| TASK TO COMPLETE |
Show each line of the listing in which the word "image" occurs.

|---|

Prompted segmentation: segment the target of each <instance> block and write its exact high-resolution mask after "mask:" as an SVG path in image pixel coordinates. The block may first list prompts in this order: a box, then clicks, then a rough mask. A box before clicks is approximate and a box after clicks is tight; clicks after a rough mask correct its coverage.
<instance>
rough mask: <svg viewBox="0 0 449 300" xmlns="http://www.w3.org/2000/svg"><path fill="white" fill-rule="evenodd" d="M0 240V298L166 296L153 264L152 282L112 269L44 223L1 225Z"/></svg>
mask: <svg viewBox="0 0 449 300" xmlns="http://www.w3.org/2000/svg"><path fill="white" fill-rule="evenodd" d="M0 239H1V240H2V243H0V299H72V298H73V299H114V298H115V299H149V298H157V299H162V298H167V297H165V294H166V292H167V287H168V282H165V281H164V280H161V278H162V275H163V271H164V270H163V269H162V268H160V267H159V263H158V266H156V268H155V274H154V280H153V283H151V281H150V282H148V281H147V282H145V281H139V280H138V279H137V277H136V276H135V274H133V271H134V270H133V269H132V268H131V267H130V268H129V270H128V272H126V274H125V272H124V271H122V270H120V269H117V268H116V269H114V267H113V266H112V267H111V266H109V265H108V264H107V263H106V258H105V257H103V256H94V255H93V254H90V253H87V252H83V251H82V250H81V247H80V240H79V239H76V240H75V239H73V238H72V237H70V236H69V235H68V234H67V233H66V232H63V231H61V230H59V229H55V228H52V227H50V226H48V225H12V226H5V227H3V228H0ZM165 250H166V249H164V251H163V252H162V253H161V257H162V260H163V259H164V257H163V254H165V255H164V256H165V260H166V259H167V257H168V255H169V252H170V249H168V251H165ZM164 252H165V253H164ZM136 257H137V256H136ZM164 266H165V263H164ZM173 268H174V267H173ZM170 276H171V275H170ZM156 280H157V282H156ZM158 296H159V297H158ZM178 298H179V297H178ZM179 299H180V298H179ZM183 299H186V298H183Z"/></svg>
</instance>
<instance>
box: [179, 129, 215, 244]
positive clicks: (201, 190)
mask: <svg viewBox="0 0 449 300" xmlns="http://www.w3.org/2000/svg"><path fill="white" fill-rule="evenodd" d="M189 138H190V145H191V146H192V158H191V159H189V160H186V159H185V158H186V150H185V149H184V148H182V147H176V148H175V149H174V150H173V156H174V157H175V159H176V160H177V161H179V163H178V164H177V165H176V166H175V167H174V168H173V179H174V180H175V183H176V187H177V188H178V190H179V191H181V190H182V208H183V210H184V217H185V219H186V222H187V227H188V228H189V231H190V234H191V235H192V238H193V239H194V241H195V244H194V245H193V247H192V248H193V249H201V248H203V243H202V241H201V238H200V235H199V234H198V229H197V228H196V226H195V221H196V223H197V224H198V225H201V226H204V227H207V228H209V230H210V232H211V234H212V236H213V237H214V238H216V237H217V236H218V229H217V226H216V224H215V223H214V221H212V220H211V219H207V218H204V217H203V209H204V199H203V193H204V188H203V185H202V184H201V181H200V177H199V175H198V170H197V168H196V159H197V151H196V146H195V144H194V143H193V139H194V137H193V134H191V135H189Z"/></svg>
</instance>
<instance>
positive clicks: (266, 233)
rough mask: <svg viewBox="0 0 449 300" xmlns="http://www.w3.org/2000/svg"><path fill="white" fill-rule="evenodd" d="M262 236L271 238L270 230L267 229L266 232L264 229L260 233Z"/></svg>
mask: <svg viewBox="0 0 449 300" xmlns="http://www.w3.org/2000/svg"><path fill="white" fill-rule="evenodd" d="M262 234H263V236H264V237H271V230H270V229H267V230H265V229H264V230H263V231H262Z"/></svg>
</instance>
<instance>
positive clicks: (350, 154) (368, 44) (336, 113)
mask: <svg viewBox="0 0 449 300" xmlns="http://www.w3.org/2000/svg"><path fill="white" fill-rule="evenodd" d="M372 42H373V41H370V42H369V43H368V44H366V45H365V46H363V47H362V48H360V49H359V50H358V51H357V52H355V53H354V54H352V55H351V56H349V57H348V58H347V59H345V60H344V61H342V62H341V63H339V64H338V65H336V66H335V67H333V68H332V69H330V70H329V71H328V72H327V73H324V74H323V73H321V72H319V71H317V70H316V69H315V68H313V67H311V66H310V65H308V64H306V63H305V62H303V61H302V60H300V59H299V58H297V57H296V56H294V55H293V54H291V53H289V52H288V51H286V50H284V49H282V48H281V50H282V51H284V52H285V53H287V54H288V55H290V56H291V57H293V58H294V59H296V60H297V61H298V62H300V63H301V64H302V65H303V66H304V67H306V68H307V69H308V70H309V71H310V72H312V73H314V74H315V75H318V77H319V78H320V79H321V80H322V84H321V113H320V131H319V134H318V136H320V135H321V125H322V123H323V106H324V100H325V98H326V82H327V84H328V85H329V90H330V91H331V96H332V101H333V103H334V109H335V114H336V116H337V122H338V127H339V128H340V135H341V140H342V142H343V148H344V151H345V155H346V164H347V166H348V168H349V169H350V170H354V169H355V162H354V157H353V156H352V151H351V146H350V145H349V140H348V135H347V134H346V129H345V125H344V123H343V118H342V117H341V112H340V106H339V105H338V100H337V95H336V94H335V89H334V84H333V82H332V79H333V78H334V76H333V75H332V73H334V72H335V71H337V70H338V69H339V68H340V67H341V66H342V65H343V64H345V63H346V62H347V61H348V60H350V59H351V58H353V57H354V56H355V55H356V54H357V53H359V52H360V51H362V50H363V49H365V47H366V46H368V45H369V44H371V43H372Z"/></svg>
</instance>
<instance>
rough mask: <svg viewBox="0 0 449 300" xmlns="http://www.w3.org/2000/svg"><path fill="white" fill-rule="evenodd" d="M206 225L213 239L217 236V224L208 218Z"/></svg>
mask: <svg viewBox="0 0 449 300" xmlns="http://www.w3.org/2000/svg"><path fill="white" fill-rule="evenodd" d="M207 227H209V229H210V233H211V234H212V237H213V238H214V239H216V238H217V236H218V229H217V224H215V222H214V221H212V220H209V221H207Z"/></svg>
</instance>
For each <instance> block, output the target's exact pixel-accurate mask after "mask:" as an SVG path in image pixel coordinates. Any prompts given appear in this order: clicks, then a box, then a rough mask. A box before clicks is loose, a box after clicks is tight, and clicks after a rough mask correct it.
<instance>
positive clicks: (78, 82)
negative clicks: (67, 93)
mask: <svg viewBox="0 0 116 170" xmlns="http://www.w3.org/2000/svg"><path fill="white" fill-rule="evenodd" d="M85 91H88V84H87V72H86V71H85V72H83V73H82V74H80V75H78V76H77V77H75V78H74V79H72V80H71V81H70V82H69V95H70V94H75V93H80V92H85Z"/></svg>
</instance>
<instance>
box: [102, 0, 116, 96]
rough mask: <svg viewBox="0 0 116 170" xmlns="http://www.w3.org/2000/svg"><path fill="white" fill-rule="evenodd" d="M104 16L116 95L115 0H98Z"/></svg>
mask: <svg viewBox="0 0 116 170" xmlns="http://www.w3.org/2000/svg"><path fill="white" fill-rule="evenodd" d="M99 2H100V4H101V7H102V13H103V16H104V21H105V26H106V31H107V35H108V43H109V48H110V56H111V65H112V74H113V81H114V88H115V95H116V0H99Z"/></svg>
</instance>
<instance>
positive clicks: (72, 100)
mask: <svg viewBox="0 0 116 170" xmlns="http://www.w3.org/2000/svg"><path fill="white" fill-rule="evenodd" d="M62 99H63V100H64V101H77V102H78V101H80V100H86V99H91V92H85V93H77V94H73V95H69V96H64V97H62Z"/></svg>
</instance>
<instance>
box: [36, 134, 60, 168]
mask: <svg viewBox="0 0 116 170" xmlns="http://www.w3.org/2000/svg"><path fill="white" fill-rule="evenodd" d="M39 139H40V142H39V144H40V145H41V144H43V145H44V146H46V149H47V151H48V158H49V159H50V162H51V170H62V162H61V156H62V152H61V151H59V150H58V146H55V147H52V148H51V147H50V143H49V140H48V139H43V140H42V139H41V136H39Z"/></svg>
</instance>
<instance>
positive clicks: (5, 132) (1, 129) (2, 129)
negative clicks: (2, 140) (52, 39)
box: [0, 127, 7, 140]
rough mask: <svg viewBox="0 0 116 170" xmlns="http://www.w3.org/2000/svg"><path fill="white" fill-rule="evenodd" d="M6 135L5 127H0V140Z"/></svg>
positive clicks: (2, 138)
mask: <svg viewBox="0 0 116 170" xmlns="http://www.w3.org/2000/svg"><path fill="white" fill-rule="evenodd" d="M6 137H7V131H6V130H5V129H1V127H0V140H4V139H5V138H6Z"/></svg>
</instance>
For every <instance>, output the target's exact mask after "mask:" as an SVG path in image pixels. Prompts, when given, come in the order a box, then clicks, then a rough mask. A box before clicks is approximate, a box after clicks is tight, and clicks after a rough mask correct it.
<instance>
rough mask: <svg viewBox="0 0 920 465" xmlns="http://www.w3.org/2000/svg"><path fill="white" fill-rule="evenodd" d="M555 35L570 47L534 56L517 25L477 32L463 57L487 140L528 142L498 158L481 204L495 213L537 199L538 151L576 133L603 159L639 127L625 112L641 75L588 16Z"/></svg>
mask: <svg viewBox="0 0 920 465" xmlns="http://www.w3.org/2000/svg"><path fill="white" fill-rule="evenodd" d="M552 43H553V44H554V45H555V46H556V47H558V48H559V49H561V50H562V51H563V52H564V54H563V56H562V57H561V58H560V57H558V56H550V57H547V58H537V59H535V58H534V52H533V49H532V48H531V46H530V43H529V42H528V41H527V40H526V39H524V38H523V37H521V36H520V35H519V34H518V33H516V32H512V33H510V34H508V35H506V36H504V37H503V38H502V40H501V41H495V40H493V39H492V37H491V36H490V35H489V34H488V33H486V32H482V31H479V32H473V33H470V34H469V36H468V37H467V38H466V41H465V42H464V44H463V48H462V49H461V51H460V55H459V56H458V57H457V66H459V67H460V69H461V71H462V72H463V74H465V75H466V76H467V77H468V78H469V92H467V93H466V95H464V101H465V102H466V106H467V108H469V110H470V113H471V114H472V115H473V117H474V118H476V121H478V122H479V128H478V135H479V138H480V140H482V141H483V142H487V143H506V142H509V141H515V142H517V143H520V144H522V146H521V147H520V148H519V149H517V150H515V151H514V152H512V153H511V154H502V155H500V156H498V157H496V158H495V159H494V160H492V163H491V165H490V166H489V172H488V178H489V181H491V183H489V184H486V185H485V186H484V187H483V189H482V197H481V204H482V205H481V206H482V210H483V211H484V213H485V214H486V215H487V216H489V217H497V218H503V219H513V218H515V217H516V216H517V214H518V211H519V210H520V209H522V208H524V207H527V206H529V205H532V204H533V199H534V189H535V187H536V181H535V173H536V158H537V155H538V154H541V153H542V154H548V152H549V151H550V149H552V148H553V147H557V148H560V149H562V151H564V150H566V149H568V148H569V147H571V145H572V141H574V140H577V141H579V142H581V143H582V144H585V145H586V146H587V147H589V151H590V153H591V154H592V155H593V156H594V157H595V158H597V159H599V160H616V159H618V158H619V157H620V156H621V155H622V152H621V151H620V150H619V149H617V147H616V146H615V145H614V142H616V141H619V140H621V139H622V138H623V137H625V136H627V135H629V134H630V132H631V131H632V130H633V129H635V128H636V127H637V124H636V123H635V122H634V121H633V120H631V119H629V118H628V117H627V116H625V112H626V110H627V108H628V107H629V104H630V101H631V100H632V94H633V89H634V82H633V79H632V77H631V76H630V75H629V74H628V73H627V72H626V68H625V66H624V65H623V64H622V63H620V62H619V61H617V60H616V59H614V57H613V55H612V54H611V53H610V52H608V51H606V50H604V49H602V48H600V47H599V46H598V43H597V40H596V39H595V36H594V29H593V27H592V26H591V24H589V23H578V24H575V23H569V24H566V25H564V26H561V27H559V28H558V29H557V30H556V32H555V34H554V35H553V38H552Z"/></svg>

|---|

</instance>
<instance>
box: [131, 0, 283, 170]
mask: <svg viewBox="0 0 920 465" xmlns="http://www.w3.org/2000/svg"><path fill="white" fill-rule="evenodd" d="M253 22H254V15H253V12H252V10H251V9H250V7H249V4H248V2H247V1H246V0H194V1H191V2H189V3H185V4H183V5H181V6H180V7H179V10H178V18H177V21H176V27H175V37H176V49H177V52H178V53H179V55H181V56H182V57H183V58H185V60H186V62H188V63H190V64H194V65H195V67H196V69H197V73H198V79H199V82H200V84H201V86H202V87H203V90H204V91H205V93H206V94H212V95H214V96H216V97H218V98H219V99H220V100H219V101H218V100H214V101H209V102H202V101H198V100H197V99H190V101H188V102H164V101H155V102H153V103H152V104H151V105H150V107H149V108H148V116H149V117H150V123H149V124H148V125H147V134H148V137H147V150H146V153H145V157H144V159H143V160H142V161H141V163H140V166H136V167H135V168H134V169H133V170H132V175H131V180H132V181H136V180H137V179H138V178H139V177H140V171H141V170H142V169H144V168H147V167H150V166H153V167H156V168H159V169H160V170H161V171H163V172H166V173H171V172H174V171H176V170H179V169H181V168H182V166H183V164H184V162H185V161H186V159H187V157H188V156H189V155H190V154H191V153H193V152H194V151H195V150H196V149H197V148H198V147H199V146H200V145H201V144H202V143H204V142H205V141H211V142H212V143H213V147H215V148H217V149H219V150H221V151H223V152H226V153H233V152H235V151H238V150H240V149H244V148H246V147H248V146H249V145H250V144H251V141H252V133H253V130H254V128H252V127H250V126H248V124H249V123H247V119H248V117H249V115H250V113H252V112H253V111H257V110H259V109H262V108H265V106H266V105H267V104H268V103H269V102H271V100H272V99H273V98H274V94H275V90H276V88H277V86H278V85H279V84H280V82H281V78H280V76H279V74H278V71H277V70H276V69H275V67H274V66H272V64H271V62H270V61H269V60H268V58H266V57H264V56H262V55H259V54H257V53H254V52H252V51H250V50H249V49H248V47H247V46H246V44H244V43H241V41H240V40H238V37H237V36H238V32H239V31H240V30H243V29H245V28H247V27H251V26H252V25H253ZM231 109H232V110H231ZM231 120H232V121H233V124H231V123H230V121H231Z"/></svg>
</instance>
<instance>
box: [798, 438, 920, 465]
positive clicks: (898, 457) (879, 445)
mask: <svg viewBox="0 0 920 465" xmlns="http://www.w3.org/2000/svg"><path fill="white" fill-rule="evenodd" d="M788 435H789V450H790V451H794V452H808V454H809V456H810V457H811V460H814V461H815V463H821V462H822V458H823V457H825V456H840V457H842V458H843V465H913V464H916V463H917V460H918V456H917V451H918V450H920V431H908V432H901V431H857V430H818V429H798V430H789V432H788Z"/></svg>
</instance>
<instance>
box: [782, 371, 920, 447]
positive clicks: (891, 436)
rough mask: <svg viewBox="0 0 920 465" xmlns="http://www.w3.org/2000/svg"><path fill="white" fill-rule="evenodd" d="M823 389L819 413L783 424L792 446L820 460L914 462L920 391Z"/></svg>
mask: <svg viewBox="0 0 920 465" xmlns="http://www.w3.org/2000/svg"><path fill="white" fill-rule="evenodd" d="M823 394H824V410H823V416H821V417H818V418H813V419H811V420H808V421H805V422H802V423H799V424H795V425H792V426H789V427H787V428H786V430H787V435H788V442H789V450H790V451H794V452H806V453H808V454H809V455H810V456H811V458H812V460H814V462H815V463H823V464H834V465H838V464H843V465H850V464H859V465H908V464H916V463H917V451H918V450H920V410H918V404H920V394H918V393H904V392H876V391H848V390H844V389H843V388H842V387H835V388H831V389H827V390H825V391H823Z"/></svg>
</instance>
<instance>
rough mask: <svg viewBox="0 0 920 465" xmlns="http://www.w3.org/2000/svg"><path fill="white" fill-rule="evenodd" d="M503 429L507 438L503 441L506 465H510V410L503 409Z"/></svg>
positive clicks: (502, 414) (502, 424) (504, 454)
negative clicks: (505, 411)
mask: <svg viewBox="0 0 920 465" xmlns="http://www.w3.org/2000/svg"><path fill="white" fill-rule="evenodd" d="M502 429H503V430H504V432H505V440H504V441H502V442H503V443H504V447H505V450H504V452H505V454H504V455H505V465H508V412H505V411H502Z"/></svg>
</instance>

|---|

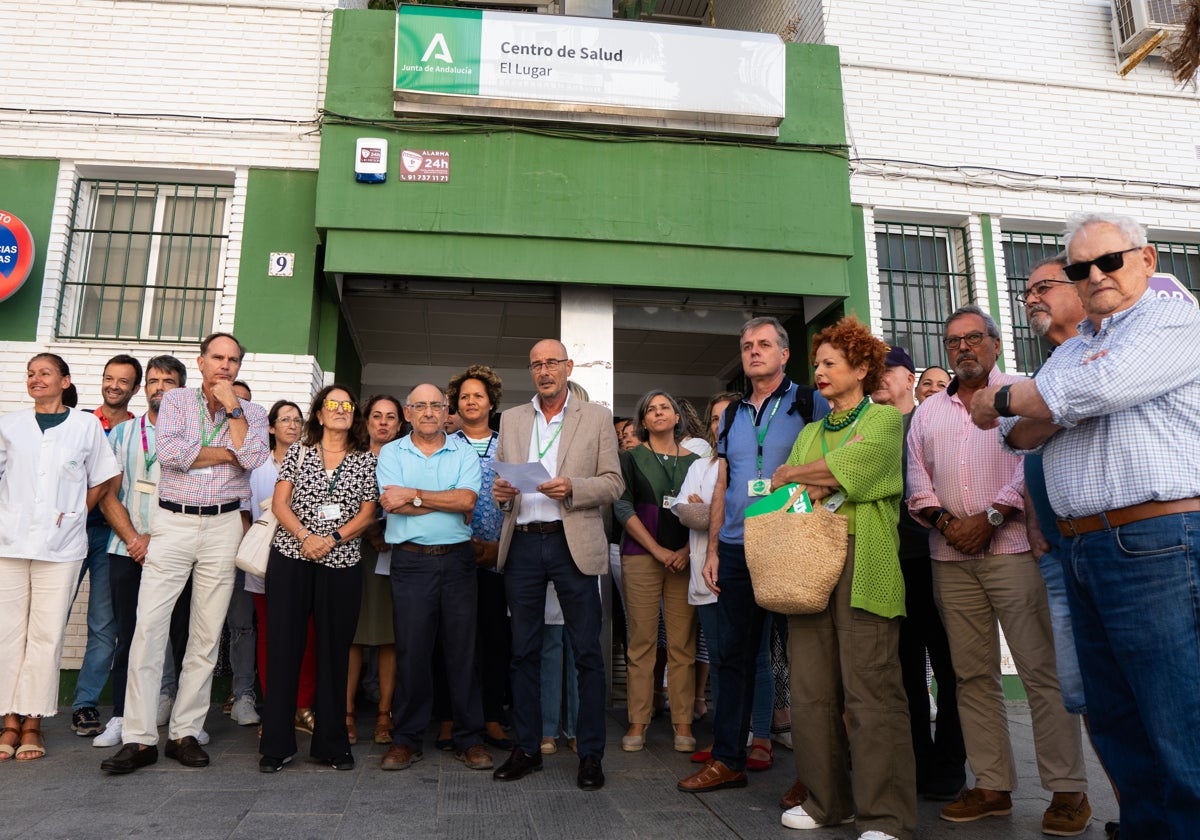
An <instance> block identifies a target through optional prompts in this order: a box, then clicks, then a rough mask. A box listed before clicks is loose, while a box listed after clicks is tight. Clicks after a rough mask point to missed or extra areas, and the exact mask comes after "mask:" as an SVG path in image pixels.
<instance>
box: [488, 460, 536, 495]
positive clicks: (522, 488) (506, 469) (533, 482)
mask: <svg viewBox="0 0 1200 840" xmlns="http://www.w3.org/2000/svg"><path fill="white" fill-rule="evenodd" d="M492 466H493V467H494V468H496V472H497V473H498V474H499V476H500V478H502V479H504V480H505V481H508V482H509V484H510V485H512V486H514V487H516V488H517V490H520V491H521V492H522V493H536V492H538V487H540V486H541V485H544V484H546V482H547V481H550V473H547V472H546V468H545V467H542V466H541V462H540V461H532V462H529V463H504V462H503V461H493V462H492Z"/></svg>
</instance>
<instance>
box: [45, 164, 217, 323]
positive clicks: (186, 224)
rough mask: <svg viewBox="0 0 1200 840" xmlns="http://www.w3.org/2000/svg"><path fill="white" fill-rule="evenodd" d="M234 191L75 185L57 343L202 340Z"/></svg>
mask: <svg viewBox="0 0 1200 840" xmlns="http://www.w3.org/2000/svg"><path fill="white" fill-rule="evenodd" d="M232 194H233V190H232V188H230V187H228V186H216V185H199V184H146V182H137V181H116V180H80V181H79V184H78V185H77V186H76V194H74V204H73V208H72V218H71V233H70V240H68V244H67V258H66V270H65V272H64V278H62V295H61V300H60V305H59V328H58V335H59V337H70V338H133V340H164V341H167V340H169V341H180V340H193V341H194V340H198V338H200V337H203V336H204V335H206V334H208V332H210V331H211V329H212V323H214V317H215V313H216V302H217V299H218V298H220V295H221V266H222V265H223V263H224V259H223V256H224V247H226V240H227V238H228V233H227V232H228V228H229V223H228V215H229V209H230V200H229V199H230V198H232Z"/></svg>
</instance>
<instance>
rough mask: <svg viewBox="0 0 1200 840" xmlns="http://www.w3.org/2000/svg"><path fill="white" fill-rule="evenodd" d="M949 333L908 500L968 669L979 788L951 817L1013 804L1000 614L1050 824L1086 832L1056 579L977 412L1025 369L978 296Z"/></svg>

|---|

| EXERCISE RESPONSE |
Prompted segmentation: segment the target of each <instance> block and write its exact high-resolution mask after "mask:" as an SVG path in image pixel coordinates. The block may first list prompts in this order: a box, then clicks, then a rough mask. A box before clicks is approximate and a box after clicks is tight; clicks after a rough mask correct its coverage.
For each <instance> block, output the target's exact pixel-accurate mask after "mask:" as an SVG path in image pixel coordinates. Any prompts given appear in this order: clicks, then a box, then a rough mask. A box before clicks is loose, a box after clicks is tight, and clicks after a rough mask correct it.
For every <instance>, output the target's exact mask after "mask:" as an SVG path in image pixels. Prompts, when given, come in the order a box, then clicks, then a rough mask. A box before clicks is approximate, a box after clicks is tight, and clicks after a rough mask correct it.
An <instance> block identifies a target through optional prompts in this order: a box, then clicks, then a rough mask. A box listed before clicks is loose, while a box listed after clicks is tight. Clicks after a rough mask point to missed or extra areas, and the exact mask comes after "mask:" as an SVG path in image pixels.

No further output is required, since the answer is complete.